**Task instructions:**
• A. Answer these questions using the Diplodus prayensis text:
(i) Who first formally described the species, and in what year?
(ii) What type locality was given for it?
(iii) Which species is it most closely related to?
• B. Summarize the Diplodus prayensis text in two sentences.
• C. Reproduce the part of the Diplodus prayensis text from "Diplodus prayensis, the" to "Cape Verde Islands." word for word.

Scientific classification
- Kingdom: Animalia
- Phylum: Chordata
- Class: Actinopterygii
- Order: Acanthuriformes
- Family: Sparidae
- Genus: Diplodus
- Species: D. prayensis
- Binomial name: Diplodus prayensis Cadenat, 1964

= Diplodus prayensis =

- Authority: Cadenat, 1964
- Conservation status: LC

Species of fish

Diplodus prayensis, the two-banded seabream, is a species of marine ray-finned fish belonging to the family Sparidae, which includes the seabreams and porgies. This species is endemic to the Cape Verde Islands.

==Taxonomy==
Diplodus prayensis was first formally described in 1964 by the French ichthyologist Jean Cadenat with its type locality given as the port of Praia on Santiago in Cape Verde. This species is most closely related to the common two-banded seabream (D. vulgaris). The genus Diplodus is placed in the family Sparidae within the order Spariformes by the 5th edition of Fishes of the World. Some authorities classify this genus in the subfamily Sparinae, but the 5th edition of Fishes of the World does not recognise subfamilies within the Sparidae.

**Entries provided:**
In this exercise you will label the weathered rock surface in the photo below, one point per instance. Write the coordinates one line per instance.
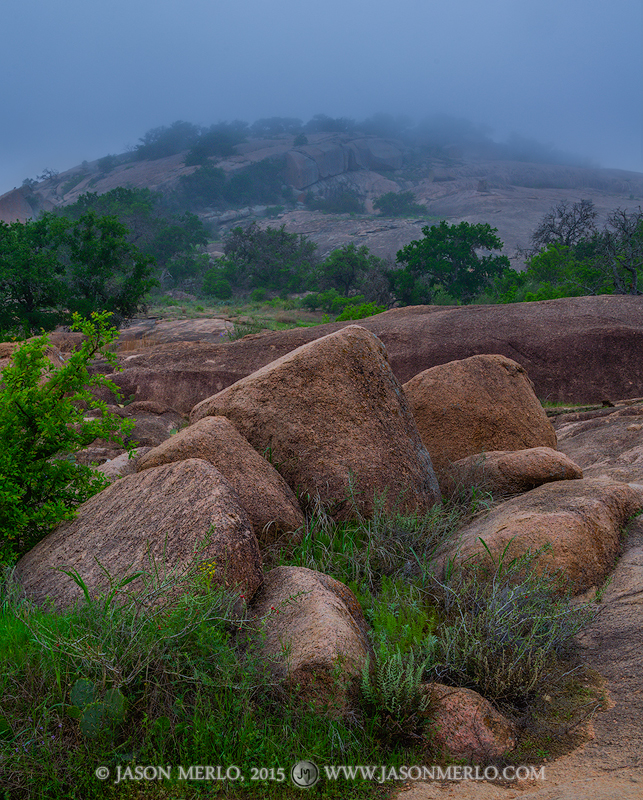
(580, 519)
(484, 402)
(335, 421)
(165, 511)
(465, 725)
(154, 422)
(324, 159)
(610, 765)
(264, 495)
(549, 339)
(607, 444)
(309, 623)
(510, 472)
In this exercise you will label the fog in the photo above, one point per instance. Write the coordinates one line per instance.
(81, 80)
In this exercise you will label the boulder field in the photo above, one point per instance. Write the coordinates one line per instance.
(329, 422)
(576, 349)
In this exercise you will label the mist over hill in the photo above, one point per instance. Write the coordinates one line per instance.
(292, 171)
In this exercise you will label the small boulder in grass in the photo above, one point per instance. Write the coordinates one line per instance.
(337, 425)
(578, 523)
(269, 502)
(166, 513)
(505, 472)
(308, 625)
(467, 726)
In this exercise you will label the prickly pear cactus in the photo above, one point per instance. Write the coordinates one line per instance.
(83, 692)
(114, 702)
(92, 718)
(92, 713)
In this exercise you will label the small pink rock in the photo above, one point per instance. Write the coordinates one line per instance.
(467, 726)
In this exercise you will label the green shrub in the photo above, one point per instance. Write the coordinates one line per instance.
(42, 424)
(506, 627)
(359, 311)
(215, 285)
(179, 683)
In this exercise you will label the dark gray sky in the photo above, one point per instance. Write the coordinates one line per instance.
(81, 79)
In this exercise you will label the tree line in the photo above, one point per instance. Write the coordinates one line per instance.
(105, 253)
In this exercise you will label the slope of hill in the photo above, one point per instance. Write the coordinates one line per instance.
(511, 195)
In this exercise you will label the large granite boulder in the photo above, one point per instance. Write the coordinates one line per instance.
(550, 339)
(162, 513)
(335, 423)
(580, 521)
(481, 403)
(504, 472)
(608, 443)
(264, 495)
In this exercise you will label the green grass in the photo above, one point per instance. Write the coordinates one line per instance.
(196, 691)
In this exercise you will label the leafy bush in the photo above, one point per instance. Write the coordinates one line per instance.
(270, 259)
(42, 423)
(447, 259)
(54, 265)
(215, 285)
(218, 140)
(166, 141)
(107, 163)
(359, 311)
(399, 204)
(393, 692)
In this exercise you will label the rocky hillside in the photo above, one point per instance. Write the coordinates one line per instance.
(510, 195)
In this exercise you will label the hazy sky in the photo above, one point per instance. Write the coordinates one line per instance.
(81, 79)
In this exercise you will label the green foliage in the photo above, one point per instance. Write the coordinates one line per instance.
(32, 277)
(151, 227)
(215, 285)
(447, 258)
(506, 626)
(399, 204)
(166, 141)
(107, 163)
(208, 187)
(270, 259)
(42, 423)
(392, 691)
(53, 267)
(609, 261)
(359, 311)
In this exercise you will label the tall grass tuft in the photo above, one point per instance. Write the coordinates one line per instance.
(506, 627)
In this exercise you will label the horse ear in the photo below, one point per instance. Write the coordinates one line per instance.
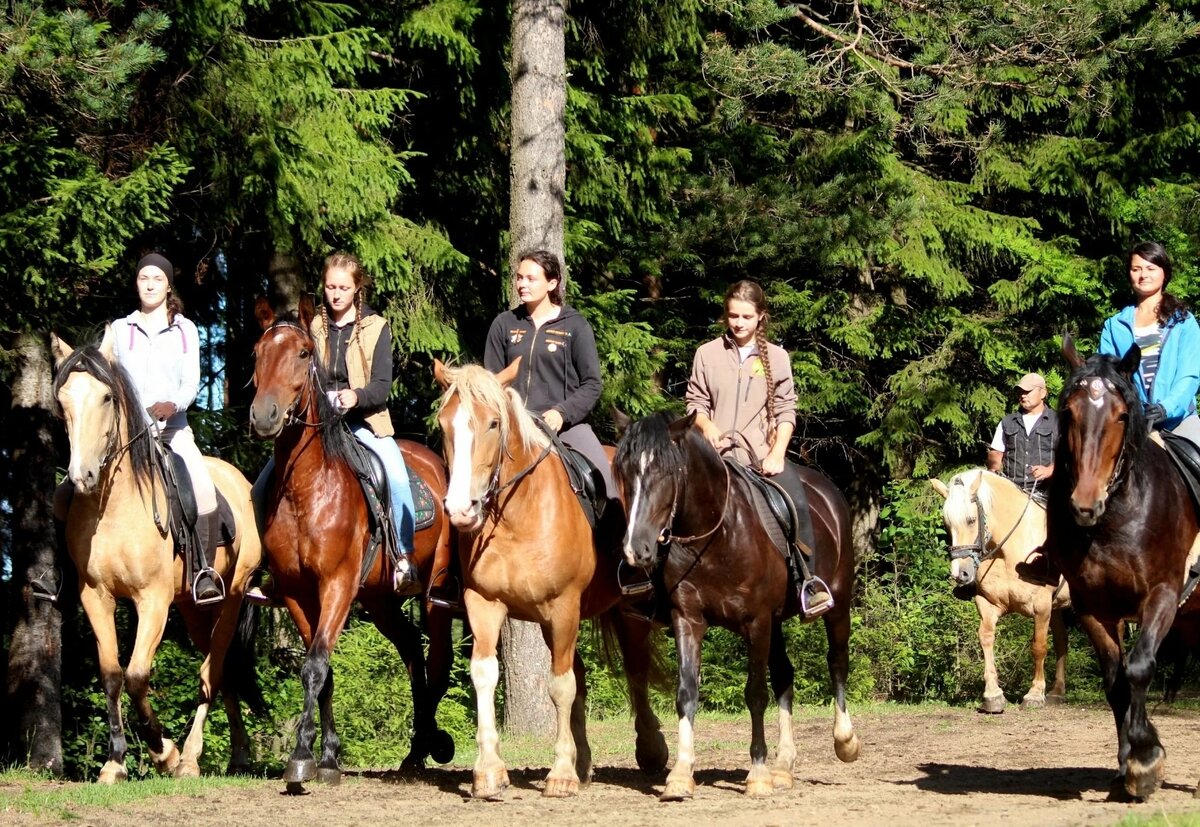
(108, 345)
(442, 373)
(1129, 363)
(1068, 352)
(622, 420)
(679, 427)
(59, 348)
(264, 312)
(509, 375)
(306, 311)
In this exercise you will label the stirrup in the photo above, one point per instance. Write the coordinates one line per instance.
(40, 589)
(635, 586)
(811, 587)
(217, 583)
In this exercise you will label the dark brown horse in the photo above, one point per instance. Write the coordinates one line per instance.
(721, 569)
(1120, 528)
(316, 535)
(528, 552)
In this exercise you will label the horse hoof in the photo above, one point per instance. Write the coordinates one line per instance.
(113, 773)
(678, 790)
(490, 785)
(652, 757)
(561, 787)
(847, 750)
(300, 769)
(442, 747)
(994, 705)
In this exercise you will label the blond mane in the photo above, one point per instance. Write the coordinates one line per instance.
(477, 385)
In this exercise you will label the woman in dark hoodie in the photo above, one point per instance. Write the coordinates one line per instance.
(559, 373)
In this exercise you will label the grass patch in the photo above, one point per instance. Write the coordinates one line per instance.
(39, 795)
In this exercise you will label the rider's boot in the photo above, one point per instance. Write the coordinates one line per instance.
(208, 587)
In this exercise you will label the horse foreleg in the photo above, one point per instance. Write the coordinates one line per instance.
(1147, 759)
(562, 634)
(490, 778)
(151, 606)
(639, 658)
(845, 739)
(1036, 697)
(993, 695)
(1105, 639)
(100, 607)
(1057, 693)
(783, 678)
(681, 784)
(757, 636)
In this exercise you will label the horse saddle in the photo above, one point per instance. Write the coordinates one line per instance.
(583, 477)
(1186, 456)
(777, 511)
(369, 468)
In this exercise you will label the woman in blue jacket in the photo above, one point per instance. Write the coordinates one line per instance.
(1169, 339)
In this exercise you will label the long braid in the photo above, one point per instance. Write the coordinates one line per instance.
(760, 339)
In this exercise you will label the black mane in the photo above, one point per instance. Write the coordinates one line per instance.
(130, 414)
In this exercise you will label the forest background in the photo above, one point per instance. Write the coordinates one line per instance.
(930, 193)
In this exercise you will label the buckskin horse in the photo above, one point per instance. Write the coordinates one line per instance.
(720, 568)
(1121, 526)
(528, 552)
(316, 541)
(115, 541)
(994, 526)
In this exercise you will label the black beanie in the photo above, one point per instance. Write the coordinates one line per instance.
(155, 259)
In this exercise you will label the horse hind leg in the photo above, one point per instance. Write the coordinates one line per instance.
(783, 677)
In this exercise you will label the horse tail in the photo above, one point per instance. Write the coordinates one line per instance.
(241, 666)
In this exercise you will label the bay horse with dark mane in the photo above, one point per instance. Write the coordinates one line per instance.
(316, 538)
(121, 544)
(528, 552)
(697, 522)
(1121, 526)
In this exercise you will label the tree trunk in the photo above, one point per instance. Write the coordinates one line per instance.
(35, 657)
(535, 222)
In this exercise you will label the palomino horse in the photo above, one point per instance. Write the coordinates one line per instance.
(528, 553)
(1121, 526)
(114, 539)
(316, 538)
(721, 568)
(994, 526)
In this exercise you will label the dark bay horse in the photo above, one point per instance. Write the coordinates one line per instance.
(316, 537)
(119, 550)
(721, 569)
(1121, 527)
(528, 552)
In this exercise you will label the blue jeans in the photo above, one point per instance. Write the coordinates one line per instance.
(403, 511)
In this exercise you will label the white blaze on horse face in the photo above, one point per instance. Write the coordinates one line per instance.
(459, 491)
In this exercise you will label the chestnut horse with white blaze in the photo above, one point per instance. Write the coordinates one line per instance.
(994, 526)
(316, 538)
(119, 550)
(528, 552)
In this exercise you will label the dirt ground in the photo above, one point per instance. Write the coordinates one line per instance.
(918, 766)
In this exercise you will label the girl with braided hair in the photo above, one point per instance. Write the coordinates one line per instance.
(742, 393)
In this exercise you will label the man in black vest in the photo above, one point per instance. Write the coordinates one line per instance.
(1024, 444)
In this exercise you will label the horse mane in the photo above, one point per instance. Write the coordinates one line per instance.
(1105, 367)
(478, 385)
(651, 437)
(88, 359)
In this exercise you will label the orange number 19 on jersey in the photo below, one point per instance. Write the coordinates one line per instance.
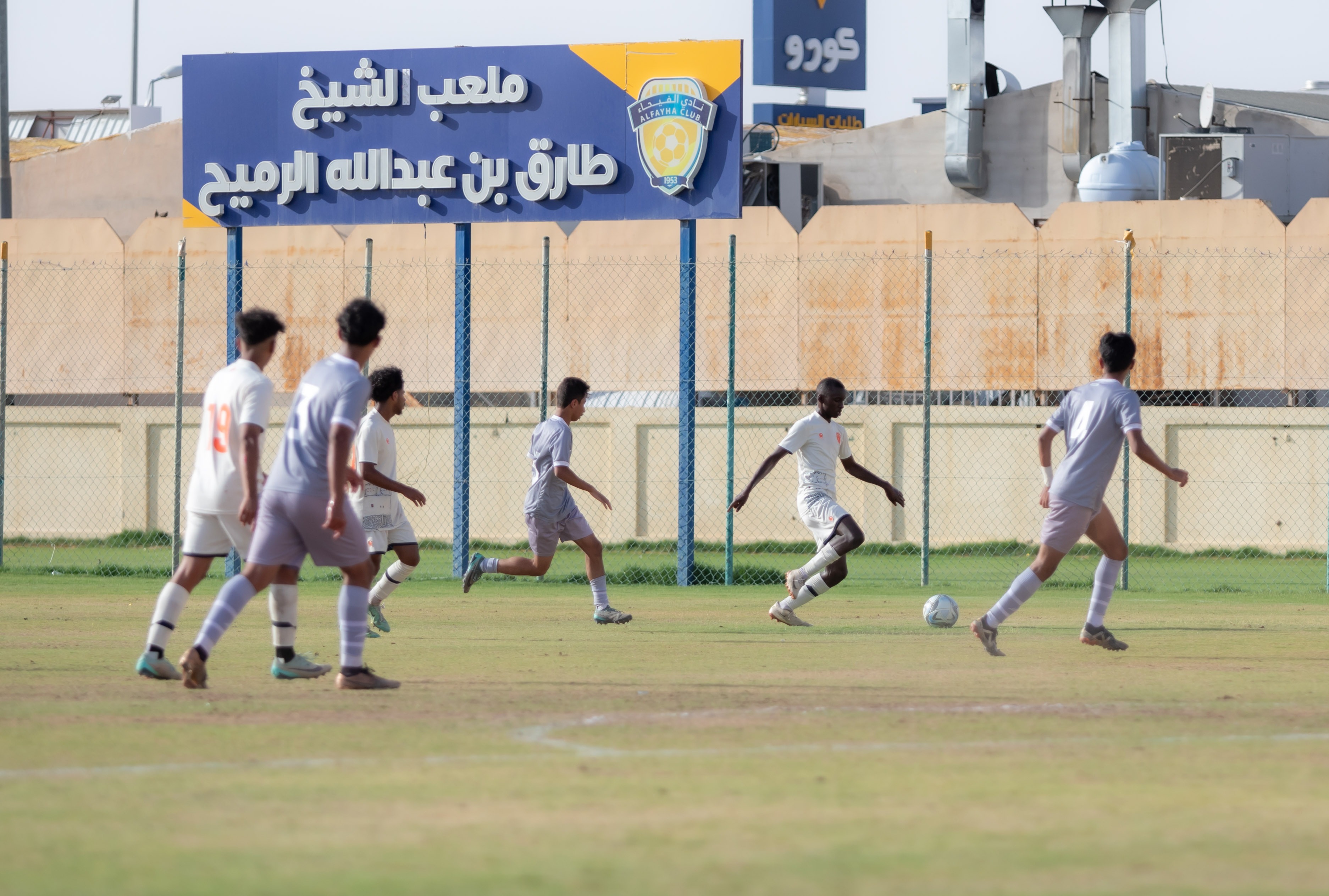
(220, 421)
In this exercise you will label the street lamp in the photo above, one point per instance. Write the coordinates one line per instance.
(173, 72)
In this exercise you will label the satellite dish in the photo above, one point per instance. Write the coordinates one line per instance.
(1207, 107)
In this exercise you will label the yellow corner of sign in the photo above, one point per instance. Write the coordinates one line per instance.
(715, 63)
(193, 217)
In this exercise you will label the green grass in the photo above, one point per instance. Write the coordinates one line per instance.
(702, 749)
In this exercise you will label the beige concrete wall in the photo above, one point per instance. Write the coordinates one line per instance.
(91, 472)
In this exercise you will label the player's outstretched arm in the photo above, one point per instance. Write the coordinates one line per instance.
(371, 475)
(577, 482)
(866, 475)
(762, 472)
(1142, 450)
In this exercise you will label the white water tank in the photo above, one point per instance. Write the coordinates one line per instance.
(1125, 172)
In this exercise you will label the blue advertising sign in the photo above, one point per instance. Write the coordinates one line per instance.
(811, 43)
(795, 116)
(588, 132)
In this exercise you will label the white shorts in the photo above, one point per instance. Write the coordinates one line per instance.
(213, 535)
(820, 514)
(383, 540)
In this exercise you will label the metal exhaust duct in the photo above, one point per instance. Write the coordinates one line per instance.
(1077, 26)
(967, 75)
(1128, 101)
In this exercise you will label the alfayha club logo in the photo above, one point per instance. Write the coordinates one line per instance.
(672, 119)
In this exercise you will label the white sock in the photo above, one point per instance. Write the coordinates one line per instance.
(816, 585)
(820, 562)
(233, 597)
(600, 594)
(1021, 591)
(171, 604)
(353, 608)
(282, 601)
(1105, 581)
(397, 573)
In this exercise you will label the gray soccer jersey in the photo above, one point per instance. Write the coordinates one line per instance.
(333, 393)
(551, 446)
(1096, 419)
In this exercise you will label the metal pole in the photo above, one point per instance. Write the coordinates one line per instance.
(544, 333)
(234, 305)
(927, 402)
(180, 398)
(133, 68)
(5, 366)
(462, 405)
(1126, 447)
(729, 403)
(686, 398)
(6, 184)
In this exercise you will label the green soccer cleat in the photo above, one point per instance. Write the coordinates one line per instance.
(153, 667)
(299, 667)
(474, 573)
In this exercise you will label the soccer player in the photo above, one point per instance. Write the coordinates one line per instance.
(1096, 419)
(386, 525)
(224, 499)
(552, 515)
(305, 510)
(818, 440)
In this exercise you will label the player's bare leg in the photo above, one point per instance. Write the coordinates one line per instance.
(1105, 534)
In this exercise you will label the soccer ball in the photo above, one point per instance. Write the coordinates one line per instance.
(670, 145)
(941, 611)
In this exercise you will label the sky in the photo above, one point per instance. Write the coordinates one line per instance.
(71, 54)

**List of solutions:**
• A.
(i) The French ichthyologist Jean Cadenat described it in 1964.
(ii) The port of Praia on Santiago in Cape Verde.
(iii) The common two-banded seabream (D. vulgaris).

• B. Diplodus prayensis, the two-banded seabream, is a marine ray-finned fish in the family Sparidae that is endemic to the Cape Verde Islands. Jean Cadenat first formally described it in 1964 from the port of Praia on Santiago, and it is most closely related to the common two-banded seabream (D. vulgaris).

• C.
Diplodus prayensis, the two-banded seabream, is a species of marine ray-finned fish belonging to the family Sparidae, which includes the seabreams and porgies. This species is endemic to the Cape Verde Islands.